Find the line containing "Labeling batch C. For the image above, tag the bush". Return it and every line after it, unchanged, up to and including the last line.

▶ **Recorded data**:
__________________________________________________

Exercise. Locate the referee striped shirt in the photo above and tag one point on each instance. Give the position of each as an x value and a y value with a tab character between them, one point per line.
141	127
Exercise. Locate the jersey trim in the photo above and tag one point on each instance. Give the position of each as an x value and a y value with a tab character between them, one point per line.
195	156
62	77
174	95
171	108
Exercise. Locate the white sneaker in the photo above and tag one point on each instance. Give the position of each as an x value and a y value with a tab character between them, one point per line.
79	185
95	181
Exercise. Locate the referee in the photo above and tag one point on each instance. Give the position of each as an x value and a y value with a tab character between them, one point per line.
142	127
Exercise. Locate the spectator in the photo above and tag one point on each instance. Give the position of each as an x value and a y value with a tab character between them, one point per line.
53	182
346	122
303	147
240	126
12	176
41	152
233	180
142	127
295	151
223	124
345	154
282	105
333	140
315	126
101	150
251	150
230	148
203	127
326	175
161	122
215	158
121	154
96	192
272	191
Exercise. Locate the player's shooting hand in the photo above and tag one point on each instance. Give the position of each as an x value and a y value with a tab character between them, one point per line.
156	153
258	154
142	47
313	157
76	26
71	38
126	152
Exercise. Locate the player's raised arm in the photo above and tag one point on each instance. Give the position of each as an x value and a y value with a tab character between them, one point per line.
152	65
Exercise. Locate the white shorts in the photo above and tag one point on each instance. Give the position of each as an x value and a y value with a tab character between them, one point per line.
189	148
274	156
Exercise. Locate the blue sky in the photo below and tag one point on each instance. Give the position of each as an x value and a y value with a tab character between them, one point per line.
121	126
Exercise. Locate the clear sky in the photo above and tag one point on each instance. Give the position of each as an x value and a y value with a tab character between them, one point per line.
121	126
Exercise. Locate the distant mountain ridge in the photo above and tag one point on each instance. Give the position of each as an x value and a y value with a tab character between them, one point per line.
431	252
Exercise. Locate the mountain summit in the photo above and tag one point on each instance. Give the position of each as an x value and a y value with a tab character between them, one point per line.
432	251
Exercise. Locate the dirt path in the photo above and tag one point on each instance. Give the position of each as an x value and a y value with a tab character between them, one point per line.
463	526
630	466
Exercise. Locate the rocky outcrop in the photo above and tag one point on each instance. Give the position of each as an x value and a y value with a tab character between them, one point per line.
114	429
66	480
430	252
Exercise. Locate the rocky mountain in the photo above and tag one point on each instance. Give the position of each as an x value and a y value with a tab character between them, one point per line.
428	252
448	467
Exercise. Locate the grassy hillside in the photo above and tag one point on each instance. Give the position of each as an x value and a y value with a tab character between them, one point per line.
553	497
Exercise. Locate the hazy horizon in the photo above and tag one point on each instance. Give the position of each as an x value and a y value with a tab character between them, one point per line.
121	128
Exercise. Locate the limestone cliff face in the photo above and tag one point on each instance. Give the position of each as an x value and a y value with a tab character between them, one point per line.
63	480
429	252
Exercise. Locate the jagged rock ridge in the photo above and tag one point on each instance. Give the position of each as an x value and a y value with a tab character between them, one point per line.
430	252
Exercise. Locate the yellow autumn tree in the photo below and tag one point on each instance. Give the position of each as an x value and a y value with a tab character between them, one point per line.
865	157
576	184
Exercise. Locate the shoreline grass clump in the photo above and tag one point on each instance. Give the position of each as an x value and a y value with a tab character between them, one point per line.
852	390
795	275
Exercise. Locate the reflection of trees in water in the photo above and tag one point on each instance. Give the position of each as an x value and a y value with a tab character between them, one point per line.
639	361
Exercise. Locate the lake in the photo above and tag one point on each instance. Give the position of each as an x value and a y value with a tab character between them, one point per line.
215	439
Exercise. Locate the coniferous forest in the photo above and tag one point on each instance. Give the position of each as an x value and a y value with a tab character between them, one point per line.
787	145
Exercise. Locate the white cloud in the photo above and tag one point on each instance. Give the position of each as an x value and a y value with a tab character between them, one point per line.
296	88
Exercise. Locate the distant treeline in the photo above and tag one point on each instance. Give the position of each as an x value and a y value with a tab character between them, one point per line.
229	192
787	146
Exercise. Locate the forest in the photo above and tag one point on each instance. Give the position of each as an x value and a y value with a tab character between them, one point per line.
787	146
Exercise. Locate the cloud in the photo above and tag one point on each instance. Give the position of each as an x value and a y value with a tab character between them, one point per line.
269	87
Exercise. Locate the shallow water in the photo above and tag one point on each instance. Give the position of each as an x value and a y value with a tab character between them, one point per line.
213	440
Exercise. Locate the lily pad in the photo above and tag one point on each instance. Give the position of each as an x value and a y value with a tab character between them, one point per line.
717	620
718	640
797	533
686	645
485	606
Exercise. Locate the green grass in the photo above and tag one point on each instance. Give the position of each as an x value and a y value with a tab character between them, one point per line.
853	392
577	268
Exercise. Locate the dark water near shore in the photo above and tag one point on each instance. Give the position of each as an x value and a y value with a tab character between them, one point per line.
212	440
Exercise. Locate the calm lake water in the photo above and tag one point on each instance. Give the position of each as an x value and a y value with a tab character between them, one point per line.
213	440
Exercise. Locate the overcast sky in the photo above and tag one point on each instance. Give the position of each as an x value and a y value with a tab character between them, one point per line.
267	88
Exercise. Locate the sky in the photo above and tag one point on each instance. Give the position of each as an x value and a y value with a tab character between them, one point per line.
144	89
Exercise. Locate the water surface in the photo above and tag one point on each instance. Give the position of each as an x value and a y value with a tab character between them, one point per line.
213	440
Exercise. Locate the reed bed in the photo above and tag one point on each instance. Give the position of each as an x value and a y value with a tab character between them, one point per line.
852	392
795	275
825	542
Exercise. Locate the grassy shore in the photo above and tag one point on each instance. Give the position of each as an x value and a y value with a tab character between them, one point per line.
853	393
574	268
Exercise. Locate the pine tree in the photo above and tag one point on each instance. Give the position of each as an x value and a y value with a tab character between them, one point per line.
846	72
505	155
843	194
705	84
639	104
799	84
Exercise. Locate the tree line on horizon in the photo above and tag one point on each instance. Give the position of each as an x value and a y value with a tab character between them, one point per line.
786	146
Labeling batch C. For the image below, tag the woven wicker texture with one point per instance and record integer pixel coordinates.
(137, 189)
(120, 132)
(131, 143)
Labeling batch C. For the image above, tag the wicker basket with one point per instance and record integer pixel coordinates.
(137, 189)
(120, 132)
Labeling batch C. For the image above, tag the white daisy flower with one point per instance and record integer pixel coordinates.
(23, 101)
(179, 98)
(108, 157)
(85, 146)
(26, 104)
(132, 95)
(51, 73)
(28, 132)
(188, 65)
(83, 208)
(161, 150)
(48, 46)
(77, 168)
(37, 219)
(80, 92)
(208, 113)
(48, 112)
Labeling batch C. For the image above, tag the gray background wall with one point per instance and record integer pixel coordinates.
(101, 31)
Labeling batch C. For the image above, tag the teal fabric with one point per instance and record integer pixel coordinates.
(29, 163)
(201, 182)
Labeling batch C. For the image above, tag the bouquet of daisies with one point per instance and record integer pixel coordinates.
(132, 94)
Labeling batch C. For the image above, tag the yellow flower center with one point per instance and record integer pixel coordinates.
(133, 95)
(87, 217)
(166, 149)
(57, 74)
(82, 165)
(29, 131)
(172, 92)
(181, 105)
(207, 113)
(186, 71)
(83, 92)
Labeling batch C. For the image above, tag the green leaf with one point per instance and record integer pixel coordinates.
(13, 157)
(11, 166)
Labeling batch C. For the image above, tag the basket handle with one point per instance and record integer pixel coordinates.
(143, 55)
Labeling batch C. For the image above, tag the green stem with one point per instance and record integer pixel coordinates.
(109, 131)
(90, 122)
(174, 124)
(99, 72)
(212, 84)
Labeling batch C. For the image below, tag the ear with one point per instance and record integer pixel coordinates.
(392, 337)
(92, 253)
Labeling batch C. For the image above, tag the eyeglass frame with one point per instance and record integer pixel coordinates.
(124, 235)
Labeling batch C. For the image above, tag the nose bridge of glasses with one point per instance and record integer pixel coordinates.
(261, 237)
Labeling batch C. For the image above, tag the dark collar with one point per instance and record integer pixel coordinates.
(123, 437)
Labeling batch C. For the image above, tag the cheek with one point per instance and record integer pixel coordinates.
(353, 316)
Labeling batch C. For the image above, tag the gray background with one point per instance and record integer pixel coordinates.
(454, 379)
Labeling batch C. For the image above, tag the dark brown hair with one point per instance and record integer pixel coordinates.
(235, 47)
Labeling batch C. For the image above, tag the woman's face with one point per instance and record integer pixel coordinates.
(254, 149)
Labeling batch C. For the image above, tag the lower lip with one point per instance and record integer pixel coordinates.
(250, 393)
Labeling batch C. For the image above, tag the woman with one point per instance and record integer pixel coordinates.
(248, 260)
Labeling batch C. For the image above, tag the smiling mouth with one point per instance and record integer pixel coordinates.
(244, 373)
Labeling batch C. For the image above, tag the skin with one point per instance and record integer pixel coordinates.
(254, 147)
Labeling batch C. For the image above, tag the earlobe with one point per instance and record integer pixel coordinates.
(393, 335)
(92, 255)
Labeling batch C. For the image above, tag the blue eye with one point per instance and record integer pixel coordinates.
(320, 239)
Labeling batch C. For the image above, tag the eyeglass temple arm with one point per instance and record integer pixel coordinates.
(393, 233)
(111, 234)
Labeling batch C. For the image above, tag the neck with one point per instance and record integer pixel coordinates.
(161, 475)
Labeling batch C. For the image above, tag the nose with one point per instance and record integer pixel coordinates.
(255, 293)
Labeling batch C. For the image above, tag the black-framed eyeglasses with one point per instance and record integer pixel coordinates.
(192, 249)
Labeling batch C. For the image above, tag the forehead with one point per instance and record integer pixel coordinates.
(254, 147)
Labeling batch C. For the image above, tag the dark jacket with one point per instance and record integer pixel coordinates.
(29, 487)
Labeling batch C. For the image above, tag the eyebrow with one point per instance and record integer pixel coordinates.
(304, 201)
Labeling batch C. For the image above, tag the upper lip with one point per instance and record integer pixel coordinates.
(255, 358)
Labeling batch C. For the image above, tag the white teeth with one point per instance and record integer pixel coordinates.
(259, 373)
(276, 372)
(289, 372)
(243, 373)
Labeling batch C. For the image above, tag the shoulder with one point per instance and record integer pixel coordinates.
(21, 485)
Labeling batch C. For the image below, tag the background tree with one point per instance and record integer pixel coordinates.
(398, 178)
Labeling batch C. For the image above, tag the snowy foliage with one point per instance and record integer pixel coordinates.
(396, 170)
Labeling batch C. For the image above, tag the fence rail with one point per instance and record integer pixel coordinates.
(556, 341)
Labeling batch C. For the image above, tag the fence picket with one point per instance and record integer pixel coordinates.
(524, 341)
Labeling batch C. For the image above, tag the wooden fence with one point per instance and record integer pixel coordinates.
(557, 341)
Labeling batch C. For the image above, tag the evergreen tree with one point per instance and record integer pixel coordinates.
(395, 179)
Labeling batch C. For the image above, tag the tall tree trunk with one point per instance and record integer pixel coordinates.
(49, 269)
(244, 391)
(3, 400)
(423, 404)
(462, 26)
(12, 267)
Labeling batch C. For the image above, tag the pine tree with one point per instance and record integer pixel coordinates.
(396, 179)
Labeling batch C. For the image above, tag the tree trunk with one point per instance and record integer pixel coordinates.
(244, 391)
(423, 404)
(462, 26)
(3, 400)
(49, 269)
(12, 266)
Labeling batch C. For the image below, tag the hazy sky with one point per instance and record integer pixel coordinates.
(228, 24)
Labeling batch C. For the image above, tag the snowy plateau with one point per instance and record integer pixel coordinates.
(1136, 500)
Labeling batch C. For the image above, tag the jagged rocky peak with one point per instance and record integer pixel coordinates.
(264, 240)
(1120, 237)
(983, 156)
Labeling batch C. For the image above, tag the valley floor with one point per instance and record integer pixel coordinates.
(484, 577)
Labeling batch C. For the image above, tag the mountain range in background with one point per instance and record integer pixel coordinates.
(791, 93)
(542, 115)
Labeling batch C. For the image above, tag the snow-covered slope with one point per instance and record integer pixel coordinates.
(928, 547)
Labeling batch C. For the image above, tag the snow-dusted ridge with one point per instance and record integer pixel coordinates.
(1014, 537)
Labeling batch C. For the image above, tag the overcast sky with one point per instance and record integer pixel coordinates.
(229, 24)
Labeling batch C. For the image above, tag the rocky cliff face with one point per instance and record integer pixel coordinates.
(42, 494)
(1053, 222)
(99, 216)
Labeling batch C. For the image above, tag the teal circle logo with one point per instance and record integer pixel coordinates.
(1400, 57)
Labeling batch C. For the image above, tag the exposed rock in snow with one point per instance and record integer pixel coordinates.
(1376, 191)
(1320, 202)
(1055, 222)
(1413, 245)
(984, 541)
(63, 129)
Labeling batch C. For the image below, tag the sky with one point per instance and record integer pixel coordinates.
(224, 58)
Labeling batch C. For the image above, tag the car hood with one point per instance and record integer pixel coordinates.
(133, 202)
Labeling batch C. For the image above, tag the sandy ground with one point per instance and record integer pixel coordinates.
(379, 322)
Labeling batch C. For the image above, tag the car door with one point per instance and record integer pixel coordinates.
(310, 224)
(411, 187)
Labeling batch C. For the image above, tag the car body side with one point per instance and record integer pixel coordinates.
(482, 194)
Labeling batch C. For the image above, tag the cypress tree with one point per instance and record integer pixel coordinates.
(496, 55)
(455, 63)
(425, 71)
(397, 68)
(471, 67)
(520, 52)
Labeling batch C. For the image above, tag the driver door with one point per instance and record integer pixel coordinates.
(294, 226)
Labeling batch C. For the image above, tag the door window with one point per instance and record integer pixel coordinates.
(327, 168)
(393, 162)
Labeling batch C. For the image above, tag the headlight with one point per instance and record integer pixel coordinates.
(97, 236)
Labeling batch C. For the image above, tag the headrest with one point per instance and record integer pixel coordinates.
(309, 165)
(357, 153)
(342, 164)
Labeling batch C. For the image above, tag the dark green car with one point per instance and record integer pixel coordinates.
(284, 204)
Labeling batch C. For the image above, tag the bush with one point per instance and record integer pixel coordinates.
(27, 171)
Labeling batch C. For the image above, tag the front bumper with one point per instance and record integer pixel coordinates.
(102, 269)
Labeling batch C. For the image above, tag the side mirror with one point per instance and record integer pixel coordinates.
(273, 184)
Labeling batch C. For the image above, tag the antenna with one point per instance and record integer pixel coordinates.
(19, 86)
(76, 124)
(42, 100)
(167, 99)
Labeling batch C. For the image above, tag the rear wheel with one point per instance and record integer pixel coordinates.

__________________________________________________

▶ **The output**:
Labeling batch C. For the image above, tag the bush with one point per instance and record integer pixel coordinates.
(27, 171)
Labeling batch C. For the image above, tag the front bumper with one point per instance and record integer pixel coordinates.
(102, 269)
Labeling batch C. For the image above, tag the side mirror with one point per instance and record integer pixel coordinates.
(273, 184)
Labeling batch C. For the image above, tag the antenna with one point per instance and record integer pixel coordinates.
(19, 86)
(76, 124)
(42, 100)
(167, 99)
Labeling batch C. For the image above, tag the rear wheel with one point per instance and record integer pixel coordinates.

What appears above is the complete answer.